◆ **課題項目 1**:
腎移植後の注意点の本文に照らし、次の (a)〜(c) がそれぞれ本文と合致するかを「はい」か「いいえ」で答えよ。各判定には、根拠となる本文の語句を原文どおり引用すること。
(a) 急性拒絶反応は移植後半年以内に起こる。
(b) 筆者の場合、拒絶反応は合計2回起きた。
(c) 急性拒絶反応によって移植腎がダメになるケースは多い。
◆ **課題項目 2**:
腎移植後の注意点の本文では、移植直後の外出時にどうするのが無難とされているか。
◆ **課題項目 3**:
腎移植後の注意点の本文を、最後の文の後から書き継げ。

ただし気を付けるべきことももちろんあります。
1. 急性拒絶反応
移植後半年以内に起こる拒絶反応です。最近はあまり拒絶反応を起こす方がいなくなってきましたが、10%ぐらいは起こるようです。
私が移植した時代は、具体的な数字は分かりませんが周りのほとんどの方が拒絶反応を起こしていたような感じでした。金曜日に退院して翌週月曜日に拒絶反応でまた入院とか、笑い話みたいなことがあったのです。
かくいう私も移植70日後に拒絶反応で入院し、大変辛い治療を受けました。結局3回も拒絶反応が起きて1か月半ぐらい入院していました。
とはいえ、あまり心配する必要もありません。急性拒絶反応は比較的抑えることが出来るようになってきました。急性拒絶反応で移植腎がダメになるケースはあまりありませんので、根気よく治療を受ければ大丈夫です。
2. 感染症
移植直後はまだ免疫抑制剤の服薬量も多く、感染症は腎機能に大きなダメージを与えることがあります。
泌尿器がらみの感染症や、ニューモシスチス肺炎(カリニ肺炎)、帯状疱疹、インフルエンザなども注意が必要です。
移植直後は外出時にマスクをした方が無難です。私は3年連続で腎盂腎炎2回とインフルエンザを発症してクレアチニンが3.5ぐらいまで上昇してしまい、ビビりまくった経験があります(笑)。しかも2年連続で年越し入院でした。

◆ **提供データ**:

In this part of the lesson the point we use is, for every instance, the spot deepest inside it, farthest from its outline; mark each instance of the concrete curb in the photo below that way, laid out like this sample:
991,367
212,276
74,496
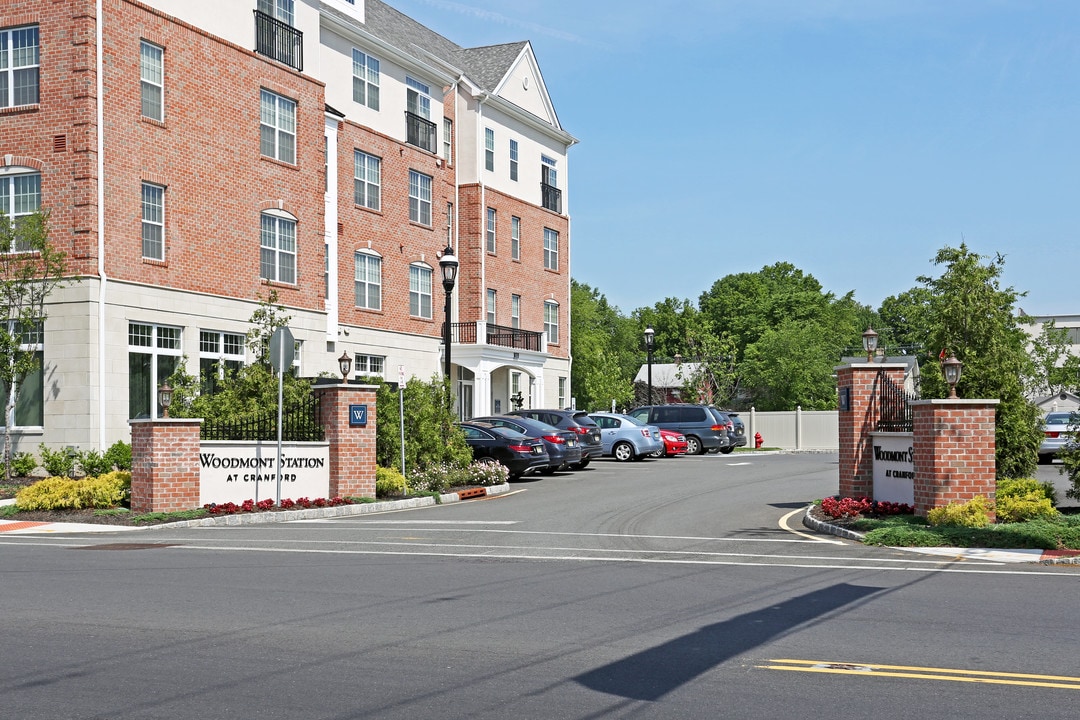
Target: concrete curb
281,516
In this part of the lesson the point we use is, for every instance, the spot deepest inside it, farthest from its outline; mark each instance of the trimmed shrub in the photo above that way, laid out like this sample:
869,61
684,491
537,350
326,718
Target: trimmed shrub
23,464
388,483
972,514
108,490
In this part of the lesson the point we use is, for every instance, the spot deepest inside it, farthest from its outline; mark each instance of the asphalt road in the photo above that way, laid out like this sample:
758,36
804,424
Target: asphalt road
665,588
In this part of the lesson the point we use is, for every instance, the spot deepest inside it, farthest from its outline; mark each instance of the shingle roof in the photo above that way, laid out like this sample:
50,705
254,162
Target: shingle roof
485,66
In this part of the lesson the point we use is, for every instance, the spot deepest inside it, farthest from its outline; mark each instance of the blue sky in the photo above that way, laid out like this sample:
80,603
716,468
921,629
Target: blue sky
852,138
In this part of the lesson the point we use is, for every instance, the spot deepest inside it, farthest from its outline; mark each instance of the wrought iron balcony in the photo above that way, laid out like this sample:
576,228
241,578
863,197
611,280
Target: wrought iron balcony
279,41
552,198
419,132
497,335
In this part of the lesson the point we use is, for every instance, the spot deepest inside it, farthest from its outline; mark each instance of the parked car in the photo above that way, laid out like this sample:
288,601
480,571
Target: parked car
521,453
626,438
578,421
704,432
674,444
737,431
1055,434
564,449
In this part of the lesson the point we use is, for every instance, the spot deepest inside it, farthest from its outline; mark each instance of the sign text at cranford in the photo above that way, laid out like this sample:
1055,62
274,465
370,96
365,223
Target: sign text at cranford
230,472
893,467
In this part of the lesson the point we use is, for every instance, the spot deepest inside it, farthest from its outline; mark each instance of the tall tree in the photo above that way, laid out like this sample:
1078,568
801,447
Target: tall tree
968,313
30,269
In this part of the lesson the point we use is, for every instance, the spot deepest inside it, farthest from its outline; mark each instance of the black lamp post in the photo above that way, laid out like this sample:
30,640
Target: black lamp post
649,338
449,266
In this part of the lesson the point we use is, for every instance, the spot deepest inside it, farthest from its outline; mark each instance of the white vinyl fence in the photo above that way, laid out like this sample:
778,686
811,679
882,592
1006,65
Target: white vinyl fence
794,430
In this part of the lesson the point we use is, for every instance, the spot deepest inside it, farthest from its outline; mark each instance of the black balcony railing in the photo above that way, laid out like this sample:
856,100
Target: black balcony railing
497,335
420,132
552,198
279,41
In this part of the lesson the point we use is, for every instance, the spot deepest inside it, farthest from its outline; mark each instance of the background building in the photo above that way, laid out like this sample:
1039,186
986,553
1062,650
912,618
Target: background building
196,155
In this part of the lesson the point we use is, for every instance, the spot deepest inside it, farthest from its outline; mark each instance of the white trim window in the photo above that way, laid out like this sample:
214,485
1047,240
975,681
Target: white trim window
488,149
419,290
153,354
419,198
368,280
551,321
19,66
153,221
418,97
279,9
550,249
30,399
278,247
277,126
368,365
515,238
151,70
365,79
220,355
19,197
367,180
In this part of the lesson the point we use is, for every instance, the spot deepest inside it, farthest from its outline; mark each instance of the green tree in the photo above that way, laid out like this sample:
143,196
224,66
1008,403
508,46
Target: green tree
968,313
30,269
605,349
...
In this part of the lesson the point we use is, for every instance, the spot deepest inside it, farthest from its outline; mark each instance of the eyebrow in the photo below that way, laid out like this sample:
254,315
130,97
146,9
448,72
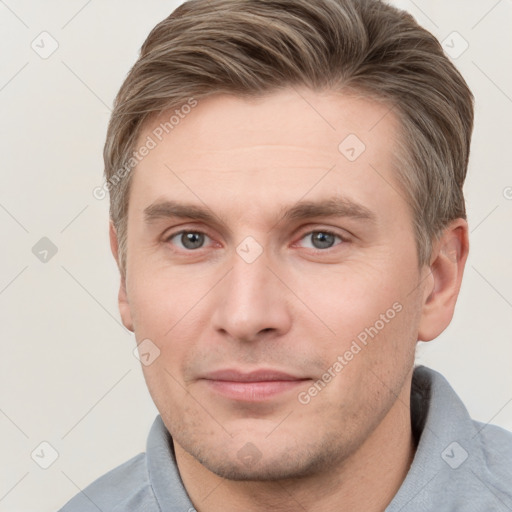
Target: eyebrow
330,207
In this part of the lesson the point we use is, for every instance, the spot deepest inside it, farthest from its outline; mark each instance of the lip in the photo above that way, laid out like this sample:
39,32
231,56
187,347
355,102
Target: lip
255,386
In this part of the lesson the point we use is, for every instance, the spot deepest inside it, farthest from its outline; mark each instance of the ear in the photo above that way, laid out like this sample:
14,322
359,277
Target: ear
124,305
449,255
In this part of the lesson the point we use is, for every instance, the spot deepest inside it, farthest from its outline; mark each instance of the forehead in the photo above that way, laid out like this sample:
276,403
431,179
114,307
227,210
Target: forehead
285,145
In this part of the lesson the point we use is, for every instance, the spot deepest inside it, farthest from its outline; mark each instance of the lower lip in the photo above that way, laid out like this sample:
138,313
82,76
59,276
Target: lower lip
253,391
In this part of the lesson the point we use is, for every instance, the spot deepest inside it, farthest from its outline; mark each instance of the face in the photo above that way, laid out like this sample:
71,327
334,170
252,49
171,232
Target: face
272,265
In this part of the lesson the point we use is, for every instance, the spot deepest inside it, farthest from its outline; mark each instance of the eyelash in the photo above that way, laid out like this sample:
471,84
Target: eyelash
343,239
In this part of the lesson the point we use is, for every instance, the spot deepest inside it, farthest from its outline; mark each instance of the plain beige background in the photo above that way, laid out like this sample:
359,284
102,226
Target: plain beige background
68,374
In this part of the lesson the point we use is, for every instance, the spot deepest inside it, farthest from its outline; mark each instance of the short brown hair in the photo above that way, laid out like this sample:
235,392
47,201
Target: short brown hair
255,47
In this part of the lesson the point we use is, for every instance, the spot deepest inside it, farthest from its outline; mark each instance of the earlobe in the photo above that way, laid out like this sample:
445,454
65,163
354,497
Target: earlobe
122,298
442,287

◆ **課題の解答 1**:
(a) はい。「移植後半年以内に起こる拒絶反応です。」
(b) いいえ。「結局3回も拒絶反応が起きて1か月半ぐらい入院していました。」
(c) いいえ。「急性拒絶反応で移植腎がダメになるケースはあまりありません」

◆ **課題の解答 2**:
マスクをすること。

◆ **課題の解答 3**:
また帯状疱疹は移植年齢にかかわらず罹る方がいます。私は移植後16年で罹り、会社を1週間も休んでしまいました。私の周りでも帯状疱疹に罹る方は結構いるように感じます。気を付けたいですね。
3. メタボリック症候群にならない
よく「移植腎を長持ちさせるにはどうしたら良いか?」という話を先生方にご講演いただきますが、結局は「適度な運動と太らないこと」に尽きます。
ただ移植後は保存期や透析期に比べて元気になりますので、どうしても太る方が多いです。
私などは主治医から「19時以降絶食!」と言われていますが、もちろん守れていません(笑)。これらの話が出るといつも周りから笑われてしまいますが、これでももうすぐ22年になります。ただ今後が非常に心配です。
4. 免疫抑制剤の副作用
最近は服用する免疫抑制剤の量も以前に比べれば大幅に減ってきていますので、副作用の事例を聞くことが少なくなってきたような気がします。ただしやはり白内障や大腿骨壊死などの副作用が出てくる方はいるようです。
眼科と整形外科の診察を定期的に受けた方が良いでしょう。
移植後に気を付けるべきことについて、自分の経験や周りの患者さんの事例から簡単に書いてみました。もちろんこれらは気を付けるべきことですが、あまり神経質になっても仕方がありません。頭の隅にいれておき、自分の体は自分で守るようにしたいものです。